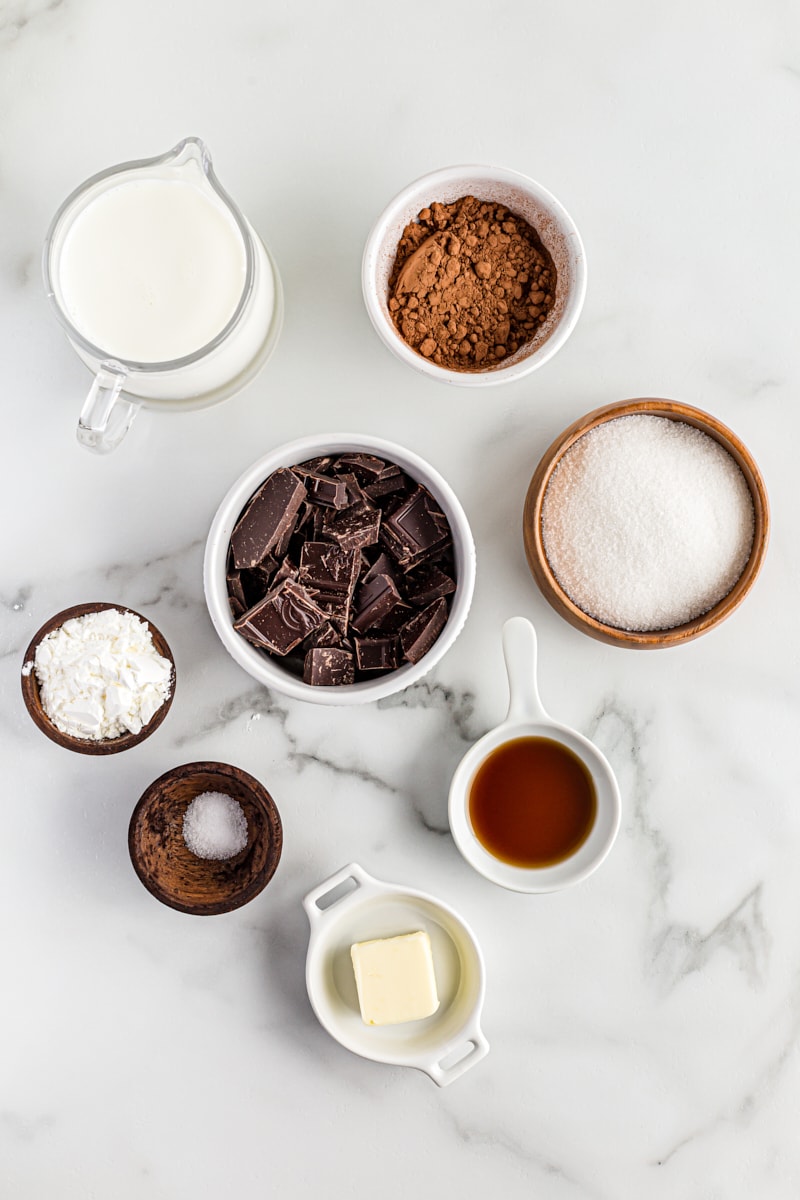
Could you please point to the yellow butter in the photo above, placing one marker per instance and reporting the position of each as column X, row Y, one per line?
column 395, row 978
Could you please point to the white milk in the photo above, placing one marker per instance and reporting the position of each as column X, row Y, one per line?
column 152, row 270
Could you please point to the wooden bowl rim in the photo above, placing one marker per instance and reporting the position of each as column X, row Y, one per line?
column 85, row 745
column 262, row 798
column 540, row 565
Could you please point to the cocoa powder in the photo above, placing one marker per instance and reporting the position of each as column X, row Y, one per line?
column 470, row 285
- - - - - - -
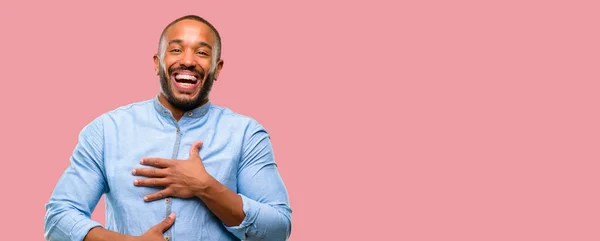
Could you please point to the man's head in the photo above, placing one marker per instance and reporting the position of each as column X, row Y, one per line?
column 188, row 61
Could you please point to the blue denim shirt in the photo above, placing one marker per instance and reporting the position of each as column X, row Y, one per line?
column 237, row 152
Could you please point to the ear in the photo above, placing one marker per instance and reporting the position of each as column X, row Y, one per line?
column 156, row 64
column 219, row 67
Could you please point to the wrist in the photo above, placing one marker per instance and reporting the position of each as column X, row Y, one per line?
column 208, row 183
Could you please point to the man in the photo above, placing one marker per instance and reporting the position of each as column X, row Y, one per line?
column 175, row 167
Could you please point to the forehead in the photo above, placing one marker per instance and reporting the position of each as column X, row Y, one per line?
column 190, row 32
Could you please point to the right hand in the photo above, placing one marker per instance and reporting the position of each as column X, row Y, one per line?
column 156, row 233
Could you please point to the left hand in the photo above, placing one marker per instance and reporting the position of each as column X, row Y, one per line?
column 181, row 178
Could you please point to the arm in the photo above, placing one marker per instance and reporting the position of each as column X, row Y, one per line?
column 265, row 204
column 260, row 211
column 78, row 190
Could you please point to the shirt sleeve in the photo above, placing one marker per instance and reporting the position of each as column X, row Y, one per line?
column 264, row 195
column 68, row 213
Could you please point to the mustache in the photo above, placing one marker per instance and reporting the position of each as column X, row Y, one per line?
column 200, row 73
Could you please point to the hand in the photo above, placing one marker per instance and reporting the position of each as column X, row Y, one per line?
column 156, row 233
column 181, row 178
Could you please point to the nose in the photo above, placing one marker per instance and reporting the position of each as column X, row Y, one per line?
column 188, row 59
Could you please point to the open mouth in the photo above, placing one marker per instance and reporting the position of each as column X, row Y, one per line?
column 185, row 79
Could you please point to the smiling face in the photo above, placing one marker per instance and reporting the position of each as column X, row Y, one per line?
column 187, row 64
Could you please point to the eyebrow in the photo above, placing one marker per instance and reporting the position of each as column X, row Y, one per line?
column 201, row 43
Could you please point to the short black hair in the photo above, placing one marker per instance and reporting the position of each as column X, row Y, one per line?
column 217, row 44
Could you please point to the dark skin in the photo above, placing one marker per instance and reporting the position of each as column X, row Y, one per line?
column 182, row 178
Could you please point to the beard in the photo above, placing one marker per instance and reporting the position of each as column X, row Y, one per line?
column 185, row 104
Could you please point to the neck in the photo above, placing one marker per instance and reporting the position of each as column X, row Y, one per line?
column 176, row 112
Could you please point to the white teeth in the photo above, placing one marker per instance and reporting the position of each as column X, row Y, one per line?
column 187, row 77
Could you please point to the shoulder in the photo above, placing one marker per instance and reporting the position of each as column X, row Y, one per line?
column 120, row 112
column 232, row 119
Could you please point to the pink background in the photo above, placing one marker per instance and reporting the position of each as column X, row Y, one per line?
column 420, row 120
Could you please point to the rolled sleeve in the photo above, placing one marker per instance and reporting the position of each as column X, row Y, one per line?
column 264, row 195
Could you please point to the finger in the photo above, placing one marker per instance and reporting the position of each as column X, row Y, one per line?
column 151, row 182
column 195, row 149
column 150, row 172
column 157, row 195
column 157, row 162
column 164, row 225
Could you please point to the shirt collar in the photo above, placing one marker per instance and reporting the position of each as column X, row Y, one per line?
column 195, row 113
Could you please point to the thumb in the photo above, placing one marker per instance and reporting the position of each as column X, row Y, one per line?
- - - - - - -
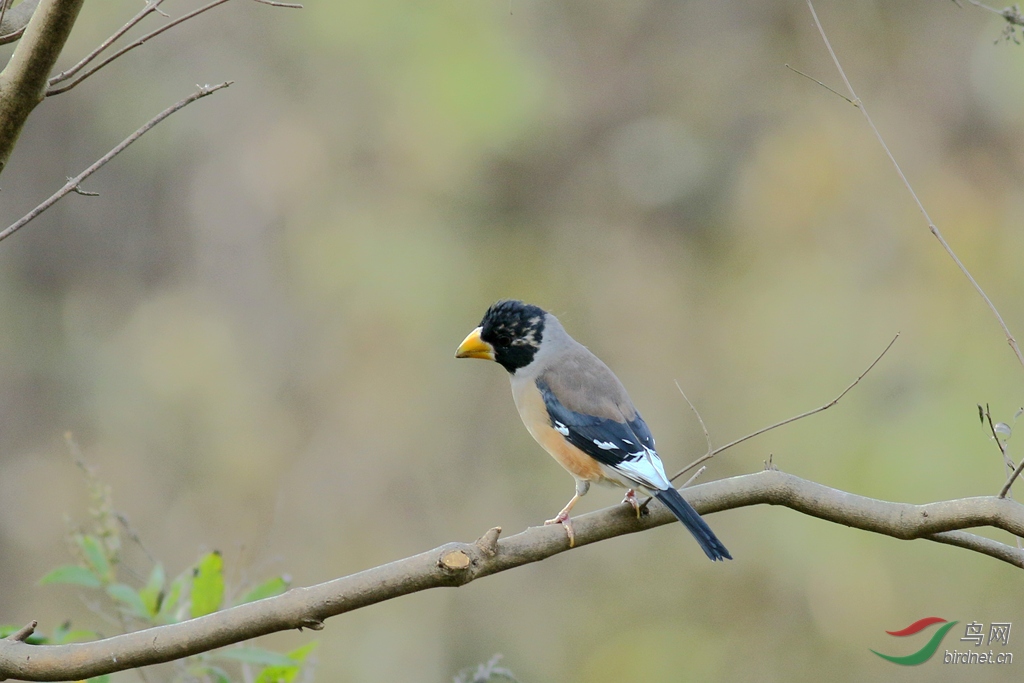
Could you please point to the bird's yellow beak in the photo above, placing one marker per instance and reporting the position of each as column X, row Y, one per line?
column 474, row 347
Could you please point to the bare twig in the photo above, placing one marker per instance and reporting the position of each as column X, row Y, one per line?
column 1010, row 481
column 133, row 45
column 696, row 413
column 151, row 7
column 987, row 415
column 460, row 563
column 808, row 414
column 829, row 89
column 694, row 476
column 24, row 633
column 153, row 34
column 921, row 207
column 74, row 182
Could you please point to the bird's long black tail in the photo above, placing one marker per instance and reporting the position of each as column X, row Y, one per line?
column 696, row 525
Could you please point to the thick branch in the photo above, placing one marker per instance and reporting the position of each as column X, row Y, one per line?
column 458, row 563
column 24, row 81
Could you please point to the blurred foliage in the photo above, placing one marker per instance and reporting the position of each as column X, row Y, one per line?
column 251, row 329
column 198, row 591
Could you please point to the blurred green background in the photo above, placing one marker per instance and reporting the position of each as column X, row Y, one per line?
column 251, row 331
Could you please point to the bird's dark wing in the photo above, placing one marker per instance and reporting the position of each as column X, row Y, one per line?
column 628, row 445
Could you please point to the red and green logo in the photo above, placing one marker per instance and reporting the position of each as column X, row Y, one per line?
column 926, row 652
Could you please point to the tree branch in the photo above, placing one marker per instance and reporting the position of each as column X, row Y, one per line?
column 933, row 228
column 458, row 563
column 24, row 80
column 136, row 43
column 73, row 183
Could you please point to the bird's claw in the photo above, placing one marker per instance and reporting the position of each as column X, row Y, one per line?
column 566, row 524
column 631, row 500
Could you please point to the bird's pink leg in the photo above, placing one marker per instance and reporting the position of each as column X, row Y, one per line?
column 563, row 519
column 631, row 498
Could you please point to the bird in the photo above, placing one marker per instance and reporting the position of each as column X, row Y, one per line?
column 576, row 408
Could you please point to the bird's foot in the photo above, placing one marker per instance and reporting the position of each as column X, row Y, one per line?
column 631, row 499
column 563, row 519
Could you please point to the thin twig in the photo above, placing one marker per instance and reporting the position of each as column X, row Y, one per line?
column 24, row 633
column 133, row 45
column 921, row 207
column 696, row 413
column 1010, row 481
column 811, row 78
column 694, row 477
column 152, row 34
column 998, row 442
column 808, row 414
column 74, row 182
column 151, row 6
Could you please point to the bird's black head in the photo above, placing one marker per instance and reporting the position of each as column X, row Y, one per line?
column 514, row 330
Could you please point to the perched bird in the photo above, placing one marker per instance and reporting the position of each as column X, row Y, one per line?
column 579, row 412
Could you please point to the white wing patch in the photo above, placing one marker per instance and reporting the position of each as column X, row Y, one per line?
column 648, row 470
- - - - - - -
Rewrite the lines from the one containing "Could you please point to the beard" through the one containing "column 187, row 77", inclusive, with "neck" changed to "throat" and nothing else altered. Give only those lines.

### [Result]
Could you please point to the beard in the photo above, placing one marker per instance and reporting the position of each as column X, row Y, one per line?
column 185, row 104
Could you please point to the throat in the photo above, placing one marker per instance and reporting the position of each as column X, row Y, one per line?
column 176, row 112
Could you please point to the white teeth in the photo above, placing one marker per instance and reporting the position of each as column X, row Y, one per line?
column 187, row 77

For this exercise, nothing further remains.